(What is needed): From the first line of the data below through the line holding "Phrase -- area rug", output each line exactly and leave the pictures out.

(Dataset entries)
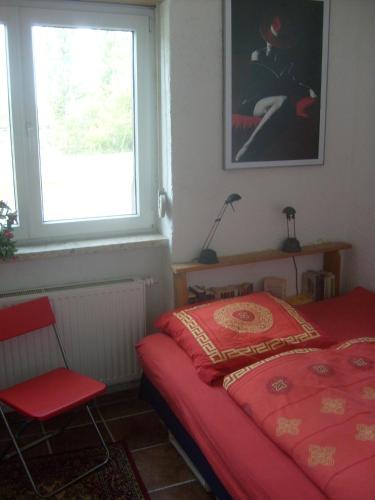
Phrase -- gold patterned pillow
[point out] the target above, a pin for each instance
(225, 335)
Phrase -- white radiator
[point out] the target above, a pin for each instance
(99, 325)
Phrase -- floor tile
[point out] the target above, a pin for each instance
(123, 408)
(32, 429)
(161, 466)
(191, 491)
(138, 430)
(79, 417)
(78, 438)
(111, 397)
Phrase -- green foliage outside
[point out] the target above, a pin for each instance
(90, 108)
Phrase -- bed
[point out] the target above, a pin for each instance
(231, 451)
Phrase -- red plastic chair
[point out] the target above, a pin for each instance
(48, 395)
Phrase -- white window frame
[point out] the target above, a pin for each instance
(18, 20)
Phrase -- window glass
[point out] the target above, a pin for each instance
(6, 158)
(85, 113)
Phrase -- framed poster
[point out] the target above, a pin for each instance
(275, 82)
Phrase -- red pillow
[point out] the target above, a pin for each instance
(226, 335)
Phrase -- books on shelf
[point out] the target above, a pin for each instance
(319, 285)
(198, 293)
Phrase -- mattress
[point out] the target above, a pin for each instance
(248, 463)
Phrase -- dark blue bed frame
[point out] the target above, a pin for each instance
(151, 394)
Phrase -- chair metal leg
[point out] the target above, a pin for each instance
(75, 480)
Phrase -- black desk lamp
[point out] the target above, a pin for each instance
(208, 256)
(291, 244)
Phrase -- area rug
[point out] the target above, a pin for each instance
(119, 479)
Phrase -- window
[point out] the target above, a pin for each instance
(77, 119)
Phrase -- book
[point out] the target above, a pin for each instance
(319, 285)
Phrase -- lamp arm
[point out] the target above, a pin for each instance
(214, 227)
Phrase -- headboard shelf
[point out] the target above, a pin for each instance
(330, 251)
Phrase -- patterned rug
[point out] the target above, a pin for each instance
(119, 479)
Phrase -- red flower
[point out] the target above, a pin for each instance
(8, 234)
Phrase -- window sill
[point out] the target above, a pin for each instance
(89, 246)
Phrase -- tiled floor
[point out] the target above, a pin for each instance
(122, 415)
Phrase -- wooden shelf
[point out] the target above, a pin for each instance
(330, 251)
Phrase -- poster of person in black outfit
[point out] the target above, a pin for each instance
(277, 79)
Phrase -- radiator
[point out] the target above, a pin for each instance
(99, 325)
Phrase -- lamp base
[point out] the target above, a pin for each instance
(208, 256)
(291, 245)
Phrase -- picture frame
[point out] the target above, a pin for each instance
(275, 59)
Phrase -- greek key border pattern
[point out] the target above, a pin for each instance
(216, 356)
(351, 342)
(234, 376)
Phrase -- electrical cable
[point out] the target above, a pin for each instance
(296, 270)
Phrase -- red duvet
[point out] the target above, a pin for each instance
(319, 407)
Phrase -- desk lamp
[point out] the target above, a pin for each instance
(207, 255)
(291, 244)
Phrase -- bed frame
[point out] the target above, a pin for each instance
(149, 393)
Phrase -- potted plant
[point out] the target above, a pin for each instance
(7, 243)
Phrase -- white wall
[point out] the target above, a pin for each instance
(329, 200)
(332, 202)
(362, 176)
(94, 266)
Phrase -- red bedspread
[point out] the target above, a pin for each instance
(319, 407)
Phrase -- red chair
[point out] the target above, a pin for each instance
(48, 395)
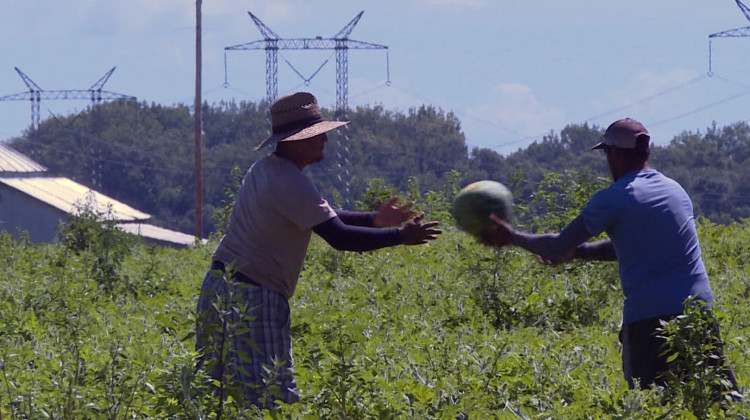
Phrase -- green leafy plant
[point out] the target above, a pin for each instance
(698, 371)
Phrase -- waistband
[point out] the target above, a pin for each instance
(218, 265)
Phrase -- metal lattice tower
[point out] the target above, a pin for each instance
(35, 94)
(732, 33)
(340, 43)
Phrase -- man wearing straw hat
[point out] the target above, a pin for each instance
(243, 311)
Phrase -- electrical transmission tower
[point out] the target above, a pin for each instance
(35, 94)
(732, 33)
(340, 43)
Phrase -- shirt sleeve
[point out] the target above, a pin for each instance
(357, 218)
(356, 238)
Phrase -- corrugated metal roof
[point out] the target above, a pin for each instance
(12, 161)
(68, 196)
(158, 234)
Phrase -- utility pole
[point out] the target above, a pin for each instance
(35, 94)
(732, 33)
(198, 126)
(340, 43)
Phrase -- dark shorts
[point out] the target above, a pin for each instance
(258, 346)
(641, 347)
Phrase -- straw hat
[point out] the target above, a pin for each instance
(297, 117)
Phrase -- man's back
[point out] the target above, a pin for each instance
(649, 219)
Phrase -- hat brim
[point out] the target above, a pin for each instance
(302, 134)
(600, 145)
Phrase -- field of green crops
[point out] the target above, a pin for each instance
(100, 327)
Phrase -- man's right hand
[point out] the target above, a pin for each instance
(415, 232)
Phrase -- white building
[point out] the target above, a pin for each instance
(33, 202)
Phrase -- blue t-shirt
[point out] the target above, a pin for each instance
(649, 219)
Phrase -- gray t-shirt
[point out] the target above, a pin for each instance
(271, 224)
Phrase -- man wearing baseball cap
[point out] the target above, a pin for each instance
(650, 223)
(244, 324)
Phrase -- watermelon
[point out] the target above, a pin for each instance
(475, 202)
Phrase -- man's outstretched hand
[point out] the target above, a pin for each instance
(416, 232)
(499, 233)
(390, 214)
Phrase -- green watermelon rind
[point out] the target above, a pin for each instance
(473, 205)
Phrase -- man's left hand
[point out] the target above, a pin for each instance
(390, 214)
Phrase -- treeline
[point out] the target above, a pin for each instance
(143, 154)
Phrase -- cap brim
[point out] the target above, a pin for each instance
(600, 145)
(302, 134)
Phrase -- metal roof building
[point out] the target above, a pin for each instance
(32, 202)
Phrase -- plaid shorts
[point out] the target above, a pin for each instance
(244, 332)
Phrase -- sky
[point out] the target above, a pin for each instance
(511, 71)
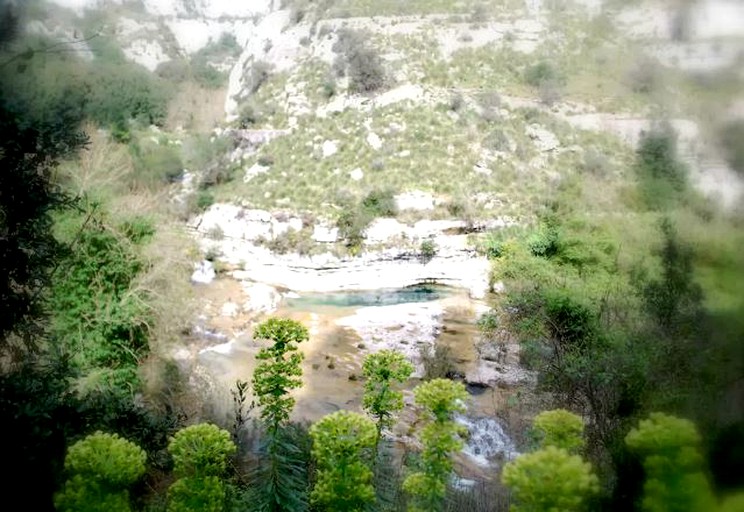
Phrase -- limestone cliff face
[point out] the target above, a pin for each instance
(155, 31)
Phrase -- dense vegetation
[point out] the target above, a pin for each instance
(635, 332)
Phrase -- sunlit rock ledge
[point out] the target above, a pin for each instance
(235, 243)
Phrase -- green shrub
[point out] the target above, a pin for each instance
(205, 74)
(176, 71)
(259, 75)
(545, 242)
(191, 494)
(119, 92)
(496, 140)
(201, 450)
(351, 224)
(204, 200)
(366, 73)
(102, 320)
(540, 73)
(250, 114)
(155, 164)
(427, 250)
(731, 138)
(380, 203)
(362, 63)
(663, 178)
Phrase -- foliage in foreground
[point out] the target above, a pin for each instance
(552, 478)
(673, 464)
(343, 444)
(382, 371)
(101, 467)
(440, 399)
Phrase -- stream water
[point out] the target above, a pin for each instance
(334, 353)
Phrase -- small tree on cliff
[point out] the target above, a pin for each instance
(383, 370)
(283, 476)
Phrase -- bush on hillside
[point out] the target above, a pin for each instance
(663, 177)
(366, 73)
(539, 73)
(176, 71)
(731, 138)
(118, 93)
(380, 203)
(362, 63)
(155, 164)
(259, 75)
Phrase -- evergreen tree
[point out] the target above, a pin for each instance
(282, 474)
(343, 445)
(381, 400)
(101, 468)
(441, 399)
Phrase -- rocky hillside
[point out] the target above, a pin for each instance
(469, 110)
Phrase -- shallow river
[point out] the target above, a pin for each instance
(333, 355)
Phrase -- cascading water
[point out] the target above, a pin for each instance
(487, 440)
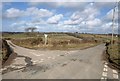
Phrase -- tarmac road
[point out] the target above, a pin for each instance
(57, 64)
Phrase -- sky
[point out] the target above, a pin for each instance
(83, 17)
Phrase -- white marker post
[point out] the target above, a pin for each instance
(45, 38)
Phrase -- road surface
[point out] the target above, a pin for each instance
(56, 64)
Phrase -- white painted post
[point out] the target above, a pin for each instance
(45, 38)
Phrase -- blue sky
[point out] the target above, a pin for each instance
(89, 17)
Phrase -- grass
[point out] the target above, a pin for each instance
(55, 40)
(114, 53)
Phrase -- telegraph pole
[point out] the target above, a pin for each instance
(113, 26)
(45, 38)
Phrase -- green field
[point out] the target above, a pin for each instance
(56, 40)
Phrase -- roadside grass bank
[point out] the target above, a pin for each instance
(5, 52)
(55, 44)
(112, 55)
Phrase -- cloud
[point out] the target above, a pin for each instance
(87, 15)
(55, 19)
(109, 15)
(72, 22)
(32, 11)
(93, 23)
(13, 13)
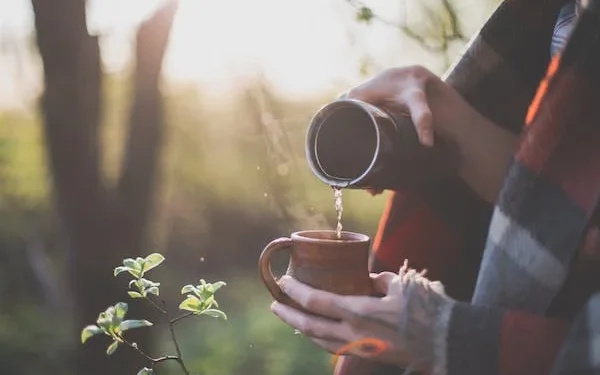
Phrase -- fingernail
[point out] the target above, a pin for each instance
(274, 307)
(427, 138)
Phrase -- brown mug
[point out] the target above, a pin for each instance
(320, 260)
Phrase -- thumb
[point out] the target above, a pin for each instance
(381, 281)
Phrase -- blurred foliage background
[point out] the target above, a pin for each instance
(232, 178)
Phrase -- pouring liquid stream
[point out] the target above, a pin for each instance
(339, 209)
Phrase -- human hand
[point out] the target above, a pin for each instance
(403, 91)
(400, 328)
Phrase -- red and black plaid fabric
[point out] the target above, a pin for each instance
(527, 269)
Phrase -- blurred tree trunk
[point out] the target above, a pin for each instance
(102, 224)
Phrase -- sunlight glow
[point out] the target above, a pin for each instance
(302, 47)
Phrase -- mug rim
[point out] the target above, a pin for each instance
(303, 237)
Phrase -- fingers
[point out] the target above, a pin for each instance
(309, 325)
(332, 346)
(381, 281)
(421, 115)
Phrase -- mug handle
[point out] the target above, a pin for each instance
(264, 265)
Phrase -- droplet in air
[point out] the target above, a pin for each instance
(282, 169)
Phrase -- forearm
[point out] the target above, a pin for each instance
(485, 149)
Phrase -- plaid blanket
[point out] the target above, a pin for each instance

(Solved exercise):
Phrase -- gold patterned pillow
[point out] the target above, a pin for each instance
(225, 335)
Phrase -- white radiator
[point out] the target above, a pin for each instance
(99, 325)
Phrase -- floor tile
[point out] the target above, a pin for each instance
(123, 408)
(32, 429)
(161, 466)
(191, 491)
(138, 430)
(79, 417)
(78, 438)
(111, 397)
Phrase -- green foliage outside
[point out] the target above, a pin for each instance
(90, 108)
Phrase -- bed
[point out] the target above, a pin for each instance
(231, 451)
Phrase -- red plastic chair
[point out] the target above, a pin for each instance
(48, 395)
Phrase -- white window frame
[point out] the target above, a pin for each instance
(18, 20)
Phrase -- window glass
[point out] the target above, a pin for each instance
(6, 158)
(85, 113)
Phrase -- framed poster
[point out] the target above, a pin for each instance
(275, 82)
Phrase -- red pillow
[point out] the target above, a pin for each instance
(226, 335)
Phrase -- books on shelf
[point out] the target above, a pin for each instance
(319, 285)
(198, 293)
Phrase -- mattress
[point out] the target above, a pin for each instance
(248, 463)
Phrase -- dark blue bed frame
[point out] the target above, a pin for each instance
(151, 394)
Phrase -- chair metal leg
[point out] the target above, a pin for each instance
(75, 480)
Phrase -- black desk lamp
[point out] the target above, a pin for each instance
(208, 256)
(291, 244)
Phrase -- area rug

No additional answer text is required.